Listed records |
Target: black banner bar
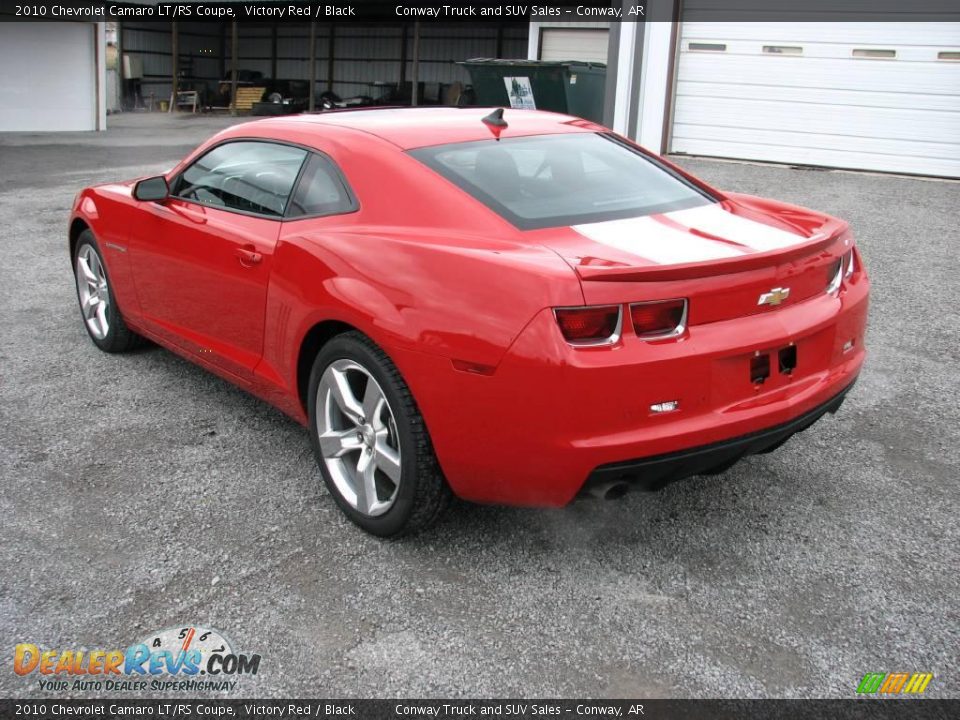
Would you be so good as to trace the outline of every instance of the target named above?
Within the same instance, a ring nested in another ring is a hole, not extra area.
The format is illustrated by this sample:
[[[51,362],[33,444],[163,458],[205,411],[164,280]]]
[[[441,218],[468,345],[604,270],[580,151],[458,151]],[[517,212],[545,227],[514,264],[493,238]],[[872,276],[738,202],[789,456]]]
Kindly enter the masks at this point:
[[[940,720],[958,700],[2,700],[2,718],[624,718],[626,720],[775,720],[879,718]]]
[[[957,0],[0,0],[0,21],[232,22],[960,22]]]

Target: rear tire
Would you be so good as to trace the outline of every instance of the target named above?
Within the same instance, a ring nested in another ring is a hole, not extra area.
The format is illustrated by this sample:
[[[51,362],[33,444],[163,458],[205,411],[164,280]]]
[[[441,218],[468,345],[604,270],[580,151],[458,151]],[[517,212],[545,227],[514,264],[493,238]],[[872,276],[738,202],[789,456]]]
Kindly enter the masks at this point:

What to do | Could you write out the whole listing exactly, skipping every picture?

Answer space |
Target: black banner bar
Would you be so good as to trace the outline of every instance of the target named above?
Within the same instance, a ring nested in another ring is a hole, not extra area.
The format is illustrated by this sample:
[[[51,362],[33,444],[163,458],[205,411],[164,280]]]
[[[441,218],[468,345],[604,270],[580,151],[458,151]],[[517,212],[545,227],[514,264],[493,238]],[[872,276],[738,202],[789,456]]]
Kindly enter the masks at this point:
[[[940,720],[958,700],[2,700],[2,718],[624,718],[626,720],[775,720],[879,718]]]
[[[957,0],[0,0],[0,21],[232,22],[960,22]]]

Target: rear tire
Would you be so good as to trace the outline of every instance of the target named above?
Within the same instance, a ring nested in another ring is a hole, not extra area.
The format is illustrated by this sample:
[[[51,362],[33,444],[163,458],[205,411],[164,280]]]
[[[441,218],[468,345],[604,270],[580,151],[458,151]],[[517,212],[545,227],[514,264],[493,238]],[[872,276],[738,202],[789,456]]]
Kindly enter the masks at this point:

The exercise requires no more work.